Concurrent Counters — Specification¶

This file collects the formal contracts and specification language for the primitives used to build concurrent counters in Go: sync/atomic, expvar, the Go memory model, and the third-party hdrhistogram-go.

Table of Contents¶

1. Go Memory Model — Atomic Operations
2. sync/atomic Package API
3. Typed Atomic Wrappers (Go 1.19+)
4. Alignment Requirements
5. expvar Package API
6. runtime/metrics Counter Contract
7. HDR Histogram Library Contract
8. Prometheus Counter Contract
9. go:linkname Stability Contract
10. Race Detector Guarantees
11. Relevant Go Spec Excerpts
12. Operational Semantics Summary

Go Memory Model — Atomic Operations¶

From https://go.dev/ref/mem:

The APIs in the sync/atomic package are collectively "atomic operations" that can be used to synchronize the execution of different goroutines. If the effect of an atomic operation A is observed by atomic operation B, then A is synchronized before B. All the atomic operations executed in a program behave as though executed in some sequentially consistent order.

Key consequences:

• All sync/atomic operations on the same variable are totally ordered.
• A Load that observes the result of a Store (or Add, Swap, etc.) "synchronizes before" — meaning all writes before the Store are visible to all reads after the Load.
• The Go memory model upgrades atomics to sequential consistency; weaker orderings (relaxed, acquire-release-only) are not exposed.

This is stronger than C++ or Rust's atomics, which allow per-operation memory order specification. Go's choice favours simplicity and correctness.

sync/atomic Package API¶

Package-level functions (pre-Go 1.19)¶

For each type T ∈ {int32, int64, uint32, uint64, uintptr, unsafe.Pointer}:

func AddT(addr *T, delta T) (new T)
func CompareAndSwapT(addr *T, old, new T) (swapped bool)
func LoadT(addr *T) (val T)
func StoreT(addr *T, val T)
func SwapT(addr *T, new T) (old T)

For unsafe.Pointer, there is no Add (no integer addition on pointers).

Contract: each function is one atomic operation as defined by the memory model. There is no separate LoadAcquire / StoreRelease; all operations are sequentially consistent.

Type signatures (canonical)¶

func AddInt32(addr *int32, delta int32) (new int32)
func AddInt64(addr *int64, delta int64) (new int64)
func AddUint32(addr *uint32, delta uint32) (new uint32)
func AddUint64(addr *uint64, delta uint64) (new uint64)
func AddUintptr(addr *uintptr, delta uintptr) (new uintptr)

func CompareAndSwapInt32(addr *int32, old, new int32) (swapped bool)
func CompareAndSwapInt64(addr *int64, old, new int64) (swapped bool)
// ... similar for Uint32, Uint64, Uintptr, Pointer

func LoadInt32(addr *int32) (val int32)
// ... similar for other types

func StoreInt32(addr *int32, val int32)
// ... similar

func SwapInt32(addr *int32, new int32) (old int32)
// ... similar

Typed Atomic Wrappers (Go 1.19+)¶

type Int32  struct { /* unexported */ }
type Int64  struct { /* unexported */ }
type Uint32 struct { /* unexported */ }
type Uint64 struct { /* unexported */ }
type Uintptr struct { /* unexported */ }
type Bool struct { /* unexported */ }
type Pointer[T any] struct { /* unexported */ }

Methods on each (parameterized by T):

func (x *T) Add(delta T) (new T)               // not on Bool, Pointer
func (x *T) CompareAndSwap(old, new T) (bool)

▸ **Things to do**:
[a] In the Go concurrent counters specification, why does unsafe.Pointer have no Add function? Answer in one to three sentences.
[b] Continue the Go concurrent counters specification from where it stops.
The data that follows is separate material, unrelated to the Go concurrent counters specification.

▸ **Data supplied**:
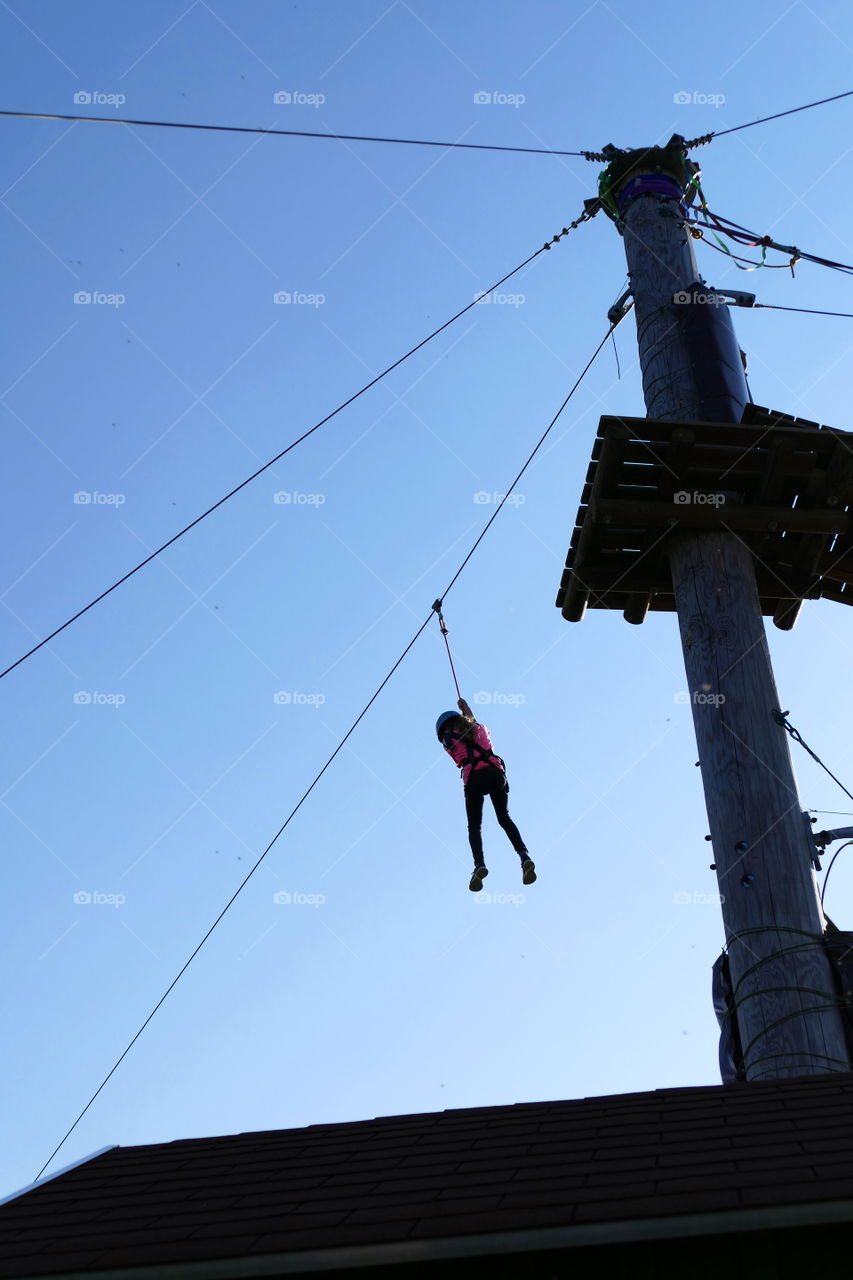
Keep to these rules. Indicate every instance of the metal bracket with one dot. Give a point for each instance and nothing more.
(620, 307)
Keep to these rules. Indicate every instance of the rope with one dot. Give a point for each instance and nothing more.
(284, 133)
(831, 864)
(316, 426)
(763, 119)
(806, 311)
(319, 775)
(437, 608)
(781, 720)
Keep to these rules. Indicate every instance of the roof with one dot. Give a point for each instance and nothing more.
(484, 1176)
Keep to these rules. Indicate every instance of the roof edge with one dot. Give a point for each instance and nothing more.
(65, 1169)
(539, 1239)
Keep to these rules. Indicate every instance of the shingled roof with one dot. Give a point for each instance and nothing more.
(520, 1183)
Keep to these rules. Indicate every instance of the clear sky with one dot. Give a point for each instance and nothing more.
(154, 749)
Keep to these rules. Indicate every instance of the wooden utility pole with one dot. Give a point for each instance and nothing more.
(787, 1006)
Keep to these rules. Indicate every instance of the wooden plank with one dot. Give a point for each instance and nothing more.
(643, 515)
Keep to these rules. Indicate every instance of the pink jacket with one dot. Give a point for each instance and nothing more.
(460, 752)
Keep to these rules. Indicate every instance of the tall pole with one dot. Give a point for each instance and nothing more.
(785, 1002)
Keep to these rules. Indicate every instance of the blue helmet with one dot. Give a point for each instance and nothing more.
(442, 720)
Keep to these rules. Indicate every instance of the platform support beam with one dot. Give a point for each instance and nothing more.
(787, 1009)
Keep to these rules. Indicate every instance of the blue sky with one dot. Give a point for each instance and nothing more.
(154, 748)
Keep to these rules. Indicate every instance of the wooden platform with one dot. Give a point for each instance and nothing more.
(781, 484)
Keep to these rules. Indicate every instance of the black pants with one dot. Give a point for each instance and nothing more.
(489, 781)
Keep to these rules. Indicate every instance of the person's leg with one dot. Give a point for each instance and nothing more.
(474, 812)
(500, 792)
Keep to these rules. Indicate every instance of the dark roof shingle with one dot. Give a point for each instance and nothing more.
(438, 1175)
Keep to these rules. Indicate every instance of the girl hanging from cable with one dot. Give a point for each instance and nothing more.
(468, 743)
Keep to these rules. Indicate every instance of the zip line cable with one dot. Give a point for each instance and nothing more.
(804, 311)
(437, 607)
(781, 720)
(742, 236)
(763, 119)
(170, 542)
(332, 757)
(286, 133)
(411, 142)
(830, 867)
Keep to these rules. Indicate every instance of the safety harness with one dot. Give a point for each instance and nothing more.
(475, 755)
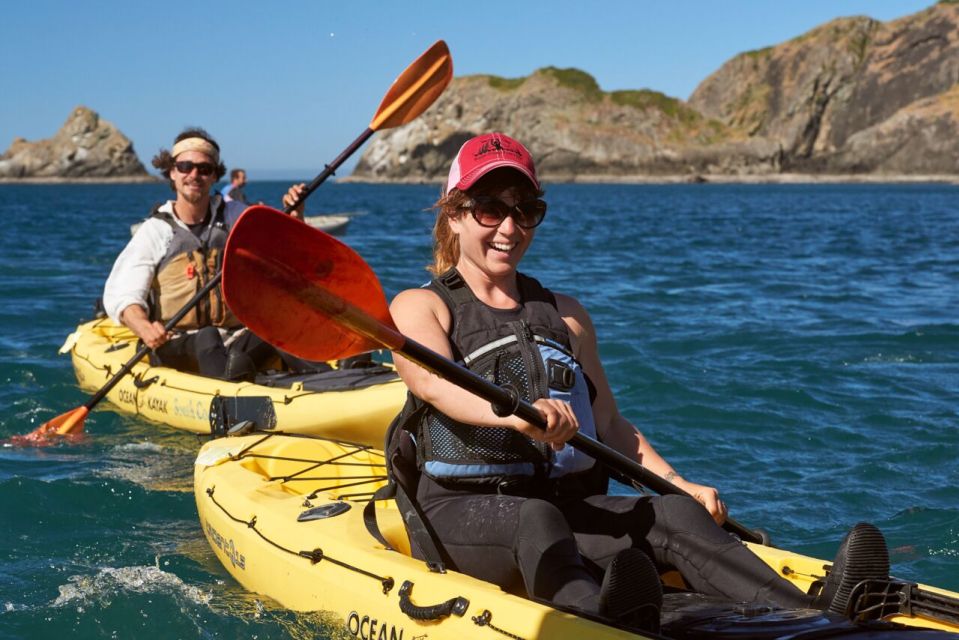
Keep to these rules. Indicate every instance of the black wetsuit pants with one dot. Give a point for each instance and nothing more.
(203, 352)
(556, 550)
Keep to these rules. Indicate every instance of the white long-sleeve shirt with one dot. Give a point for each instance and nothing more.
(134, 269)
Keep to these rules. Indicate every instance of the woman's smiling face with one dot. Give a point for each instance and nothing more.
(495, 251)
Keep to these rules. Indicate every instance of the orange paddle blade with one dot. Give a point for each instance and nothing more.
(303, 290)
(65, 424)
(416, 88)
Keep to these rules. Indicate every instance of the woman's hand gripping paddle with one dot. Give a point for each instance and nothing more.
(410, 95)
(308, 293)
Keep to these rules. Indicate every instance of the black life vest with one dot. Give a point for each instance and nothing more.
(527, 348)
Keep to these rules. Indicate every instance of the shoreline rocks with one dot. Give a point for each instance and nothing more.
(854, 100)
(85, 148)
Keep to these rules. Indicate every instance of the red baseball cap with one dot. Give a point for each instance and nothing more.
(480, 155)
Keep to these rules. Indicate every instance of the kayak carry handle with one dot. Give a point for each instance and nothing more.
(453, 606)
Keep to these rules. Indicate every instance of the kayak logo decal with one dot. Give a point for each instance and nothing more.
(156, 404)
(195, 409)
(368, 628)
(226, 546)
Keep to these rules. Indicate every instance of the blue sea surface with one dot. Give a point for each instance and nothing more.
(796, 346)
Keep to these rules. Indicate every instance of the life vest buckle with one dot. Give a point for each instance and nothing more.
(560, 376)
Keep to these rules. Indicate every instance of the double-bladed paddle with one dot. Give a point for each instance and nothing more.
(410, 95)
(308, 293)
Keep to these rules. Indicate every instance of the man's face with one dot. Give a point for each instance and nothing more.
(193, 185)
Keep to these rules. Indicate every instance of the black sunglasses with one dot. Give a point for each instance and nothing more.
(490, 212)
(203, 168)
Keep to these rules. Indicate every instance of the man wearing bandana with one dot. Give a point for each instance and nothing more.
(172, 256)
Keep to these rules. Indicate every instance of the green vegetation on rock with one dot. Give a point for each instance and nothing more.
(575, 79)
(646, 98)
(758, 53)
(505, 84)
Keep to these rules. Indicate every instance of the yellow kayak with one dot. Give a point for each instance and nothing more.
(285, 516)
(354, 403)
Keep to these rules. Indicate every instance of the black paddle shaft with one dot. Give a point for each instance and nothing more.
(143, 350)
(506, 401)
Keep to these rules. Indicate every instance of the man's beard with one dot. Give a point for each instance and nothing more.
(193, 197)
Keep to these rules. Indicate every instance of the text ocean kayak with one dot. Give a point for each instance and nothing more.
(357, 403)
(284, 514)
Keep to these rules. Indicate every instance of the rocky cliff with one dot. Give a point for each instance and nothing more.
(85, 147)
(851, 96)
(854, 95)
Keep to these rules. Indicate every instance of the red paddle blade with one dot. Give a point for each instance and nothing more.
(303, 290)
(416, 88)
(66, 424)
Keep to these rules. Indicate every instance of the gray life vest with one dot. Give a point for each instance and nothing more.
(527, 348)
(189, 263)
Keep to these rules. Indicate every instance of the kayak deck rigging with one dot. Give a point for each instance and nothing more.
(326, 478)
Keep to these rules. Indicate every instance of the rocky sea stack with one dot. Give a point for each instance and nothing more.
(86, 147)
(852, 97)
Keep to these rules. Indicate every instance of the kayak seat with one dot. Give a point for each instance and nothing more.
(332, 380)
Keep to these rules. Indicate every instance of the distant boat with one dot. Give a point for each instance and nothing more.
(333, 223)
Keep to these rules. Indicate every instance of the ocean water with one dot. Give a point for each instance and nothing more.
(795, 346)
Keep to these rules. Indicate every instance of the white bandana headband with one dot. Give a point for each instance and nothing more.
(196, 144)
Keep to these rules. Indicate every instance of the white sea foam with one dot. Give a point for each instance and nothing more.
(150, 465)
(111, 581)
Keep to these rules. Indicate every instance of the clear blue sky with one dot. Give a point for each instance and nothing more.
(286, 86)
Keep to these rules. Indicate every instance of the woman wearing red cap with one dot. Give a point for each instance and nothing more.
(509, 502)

---

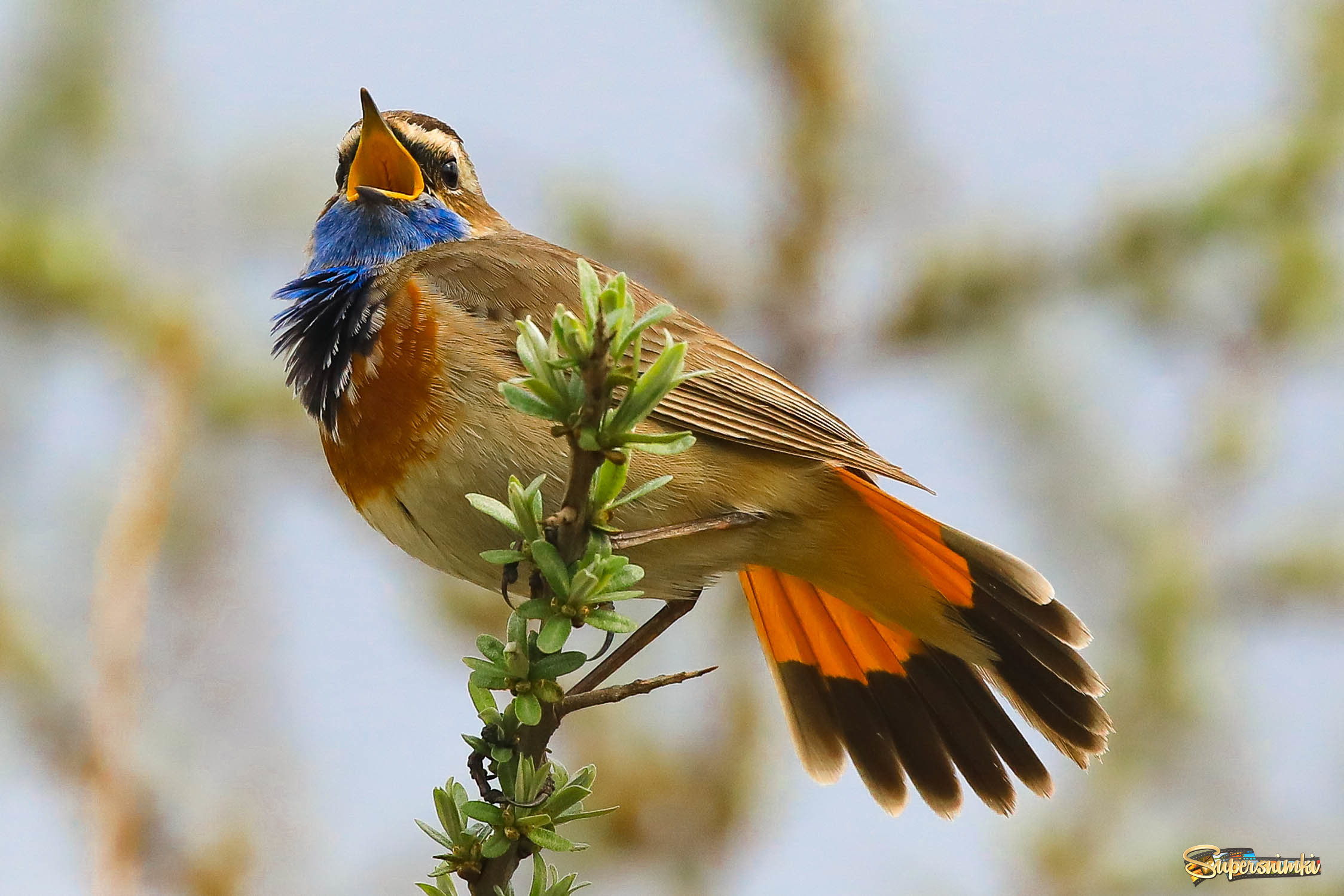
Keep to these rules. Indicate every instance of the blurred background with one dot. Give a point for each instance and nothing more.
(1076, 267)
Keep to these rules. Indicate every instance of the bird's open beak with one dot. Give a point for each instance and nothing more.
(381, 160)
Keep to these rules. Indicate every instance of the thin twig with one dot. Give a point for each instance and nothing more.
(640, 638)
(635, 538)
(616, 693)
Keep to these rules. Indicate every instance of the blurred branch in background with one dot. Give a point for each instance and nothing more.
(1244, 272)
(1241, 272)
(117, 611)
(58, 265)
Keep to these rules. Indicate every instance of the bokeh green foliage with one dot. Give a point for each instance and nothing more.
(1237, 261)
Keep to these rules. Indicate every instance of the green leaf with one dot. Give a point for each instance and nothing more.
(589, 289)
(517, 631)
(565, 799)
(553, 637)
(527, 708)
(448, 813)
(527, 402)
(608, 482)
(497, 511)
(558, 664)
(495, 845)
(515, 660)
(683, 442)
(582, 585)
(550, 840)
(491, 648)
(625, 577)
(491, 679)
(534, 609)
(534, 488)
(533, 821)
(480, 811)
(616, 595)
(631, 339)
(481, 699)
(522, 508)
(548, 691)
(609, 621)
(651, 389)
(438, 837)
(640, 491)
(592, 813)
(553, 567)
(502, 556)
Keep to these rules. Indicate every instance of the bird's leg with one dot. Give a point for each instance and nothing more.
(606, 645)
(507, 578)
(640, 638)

▸ **Outputs**:
[a] unsafe.Pointer gets no Add function because integer addition isn't allowed on pointers.

[b]
func (x *T) Load() T
func (x *T) Store(val T)
func (x *T) Swap(new T) (old T)

Bool has Load, Store, Swap, CompareAndSwap but no Add.

Pointer[T] has Load, Store, Swap, CompareAndSwap but no Add.

Int32 / Int64 Add accepts a signed delta; negative values subtract.

Zero values¶

All typed atomics' zero values are usable. var x atomic.Int64 is a counter at zero.

Copy semantics¶

Typed atomics contain a noCopy marker. Copying them is a vet-detected error:

var a atomic.Int64
b := a // go vet: "assignment copies lock value to b: sync/atomic.Int64"

The actual contents would be a fresh atomic, so copying does not race — but using both copies as one logical counter would be a bug.

Alignment Requirements¶

From the package docs:

On ARM, 386, and 32-bit MIPS, it is the caller's responsibility to arrange for 64-bit alignment of 64-bit words accessed atomically. The first word in a variable or in an allocated struct, array, or slice can be relied upon to be 64-bit aligned.

This applies to the function-style API (AddInt64, etc.). The typed wrappers (atomic.Int64 etc.) handle alignment internally with a hidden alignment-forcing field.

Practical implication: on Go 1.19+ you can put atomic.Int64 anywhere in a struct on any platform. The old int64 + atomic.AddInt64(&x, ...) pattern requires placing the field at an aligned offset on 32-bit ARM.

expvar Package API¶

From https://pkg.go.dev/expvar:

Package expvar provides a standardized interface to public variables, such as operation counters in servers. It exposes these variables via HTTP at /debug/vars in JSON format.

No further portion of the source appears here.